Copy the data below line for line, changing nothing.
*** GIVEN INFORMATION
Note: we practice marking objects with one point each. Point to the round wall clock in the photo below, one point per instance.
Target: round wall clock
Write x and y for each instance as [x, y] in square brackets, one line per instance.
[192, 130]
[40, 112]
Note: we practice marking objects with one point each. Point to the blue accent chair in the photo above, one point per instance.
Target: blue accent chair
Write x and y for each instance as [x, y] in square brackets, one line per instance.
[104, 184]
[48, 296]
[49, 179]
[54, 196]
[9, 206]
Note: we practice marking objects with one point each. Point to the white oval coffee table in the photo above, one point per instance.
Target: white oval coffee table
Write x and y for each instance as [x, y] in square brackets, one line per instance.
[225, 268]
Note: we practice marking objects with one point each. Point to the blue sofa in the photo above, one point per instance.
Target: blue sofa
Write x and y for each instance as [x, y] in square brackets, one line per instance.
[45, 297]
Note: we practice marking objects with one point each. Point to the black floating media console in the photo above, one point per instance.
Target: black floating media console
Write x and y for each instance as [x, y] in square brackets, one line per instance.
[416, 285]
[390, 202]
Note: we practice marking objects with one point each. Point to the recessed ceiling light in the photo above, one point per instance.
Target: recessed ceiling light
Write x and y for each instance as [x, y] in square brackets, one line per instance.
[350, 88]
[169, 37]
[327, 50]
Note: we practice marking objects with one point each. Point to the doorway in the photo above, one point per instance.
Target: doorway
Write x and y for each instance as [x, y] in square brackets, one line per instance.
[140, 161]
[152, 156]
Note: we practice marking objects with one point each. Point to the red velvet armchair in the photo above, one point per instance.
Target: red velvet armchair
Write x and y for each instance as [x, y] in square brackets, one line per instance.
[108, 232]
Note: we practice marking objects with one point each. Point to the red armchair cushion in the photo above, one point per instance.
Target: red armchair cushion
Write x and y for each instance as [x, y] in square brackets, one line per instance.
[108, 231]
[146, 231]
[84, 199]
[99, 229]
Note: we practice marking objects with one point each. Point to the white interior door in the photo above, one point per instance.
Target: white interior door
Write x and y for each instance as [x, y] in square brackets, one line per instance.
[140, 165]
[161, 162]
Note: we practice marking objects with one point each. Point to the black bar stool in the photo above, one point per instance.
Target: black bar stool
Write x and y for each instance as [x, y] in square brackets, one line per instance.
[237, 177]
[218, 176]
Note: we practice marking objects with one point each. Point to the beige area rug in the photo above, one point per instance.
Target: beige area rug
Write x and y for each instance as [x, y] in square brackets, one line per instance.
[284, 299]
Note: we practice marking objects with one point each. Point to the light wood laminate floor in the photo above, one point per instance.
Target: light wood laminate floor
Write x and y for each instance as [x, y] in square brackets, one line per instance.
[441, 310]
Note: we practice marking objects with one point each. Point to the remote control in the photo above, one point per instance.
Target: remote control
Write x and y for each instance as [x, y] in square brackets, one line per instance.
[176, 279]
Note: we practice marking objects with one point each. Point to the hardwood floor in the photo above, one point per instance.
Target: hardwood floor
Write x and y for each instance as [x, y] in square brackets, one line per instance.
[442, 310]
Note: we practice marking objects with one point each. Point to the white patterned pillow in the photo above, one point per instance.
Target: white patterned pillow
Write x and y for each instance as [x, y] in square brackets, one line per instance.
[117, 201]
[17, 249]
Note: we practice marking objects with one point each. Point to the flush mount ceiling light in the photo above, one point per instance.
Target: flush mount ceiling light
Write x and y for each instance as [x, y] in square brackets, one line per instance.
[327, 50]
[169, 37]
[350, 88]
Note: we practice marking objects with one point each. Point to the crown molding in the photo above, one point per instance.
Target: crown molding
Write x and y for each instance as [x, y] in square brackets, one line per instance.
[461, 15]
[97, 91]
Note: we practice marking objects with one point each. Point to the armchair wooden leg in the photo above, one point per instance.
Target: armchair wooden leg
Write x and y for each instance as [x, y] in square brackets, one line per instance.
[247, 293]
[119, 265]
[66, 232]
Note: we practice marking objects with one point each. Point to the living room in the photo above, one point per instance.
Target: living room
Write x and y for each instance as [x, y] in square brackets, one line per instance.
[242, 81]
******
#### IN RESPONSE:
Note: we practice marking objects with one point each. Point to the round wall clock in the photo below, one point per instance.
Target: round wall clock
Write x and y for each instance as [x, y] in square brackets, one line per instance.
[192, 130]
[40, 112]
Note: we practice marking objects with one point each. Point to the blue accent chair in the photo above, one point per instance.
Target: blue accent chair
Write x and y for each instance as [x, y] in square brackets, one line per instance.
[104, 184]
[48, 296]
[49, 179]
[54, 196]
[9, 206]
Note: we practice marking objects with one point each. Point to the white oval coffee table in the photo above, one point per instance.
Target: white oval coffee table
Write x and y for each instance as [x, y] in square brackets, one line per instance.
[225, 268]
Note: we practice marking objects with one point each. Point to the blue sofa in the photo above, one point per instance.
Target: blue sofa
Write x and y for each instance as [x, y] in square brackets, one line per instance.
[45, 297]
Note: we practice marking objects with one point each. Point to the black floating media console in the photo above, one point per instance.
Target: black floating media console
Write x and y for each instance as [x, y] in square brackets, one line per instance.
[416, 285]
[390, 202]
Note: we practice marking objects with one point each. Point to the recessed ceiling light in the photo above, one point per instance.
Target: recessed ceiling light
Write x and y for each instance as [x, y] in square brackets, one line per instance.
[350, 88]
[169, 37]
[327, 50]
Note: we practice marking objects with one point each. Point to the doorway in the photo above, one point per instance.
Target: doorway
Write x and y for each instance as [x, y] in square brackets, one line per instance.
[140, 161]
[152, 156]
Note: we practice marking objects with one point each. Point to the red velvet armchair in the photo above, one point per instance.
Target: red velvet armchair
Write x and y for each instance as [x, y] in square brackets, one line per instance.
[108, 232]
Note: we practice marking objects with one point each. Point to the red armchair cushion in the photo above, one point per instance.
Target: red armchair cushion
Write x and y for each instance as [x, y] in square brackets, one line per instance.
[108, 231]
[146, 231]
[84, 199]
[99, 229]
Note: we practice marking objects with one point each. Point to the white interior door in the photo above, one point per instance.
Target: white interior door
Write x and y for each instance as [x, y] in square brackets, one line per instance.
[140, 165]
[161, 162]
Note: we practice marking objects with one point each. Point to the black bar stool in the photo above, one point per instance.
Target: black bar stool
Write x and y for each instance as [x, y] in square brackets, one line per instance.
[237, 177]
[218, 176]
Note: we practice marking objects with one point each. Point to the beige area rug in the photo above, one point per instance.
Target: beige area rug
Write x and y for each instance as [x, y] in square brackets, one line per instance.
[284, 299]
Note: we practice marking objects with one point each. Point to the light wood laminate floor in the photo above, one point per instance.
Target: light wood laminate floor
Write x and y for each instance as [x, y] in square brackets, one line per instance.
[441, 310]
Note: we practice marking objects with one point each. Point to the remote control in the photo above, one point per instance.
Target: remote control
Write x and y for each instance as [x, y] in square brackets, one line per instance.
[176, 279]
Note: we practice marking objects with one point each. Point to the hardwood floor in the photo above, one point per instance.
Target: hardwood floor
Write x and y for each instance as [x, y] in square brackets, one line per instance.
[442, 310]
Note: we practice marking objects with one point each. Point to the white patterned pillow in the photo above, one point per instance.
Target: white patterned pillow
Write x and y for each instance as [x, y] in square brackets, one line per instance.
[117, 201]
[17, 249]
Note: we practice marking objects with one point each. Point to the flush mount ceiling light in the photo above, one point per instance.
Target: flush mount ceiling light
Write x and y for each instance as [x, y] in square brackets, one line per instance.
[327, 50]
[169, 37]
[350, 88]
Note: we practice marking objects with one point each. Point to the crown molding in the photo above, one point per instance.
Target: crown molding
Write x and y for each instance as [x, y] in square brackets, one line per instance.
[461, 15]
[97, 91]
Note: we practice marking objects with one point each. Point to the armchair wooden leg in the photo above, one point per instance.
Target: armchair wooden leg
Write x and y for each instance as [x, y] in square brackets, one line per instance.
[247, 293]
[119, 265]
[66, 232]
Note: we practice marking objects with one point each. Point to the living room in the photo above, one point per instance.
Target: living room
Write x and y for each instance as [x, y] in square brackets, one line per instance.
[242, 81]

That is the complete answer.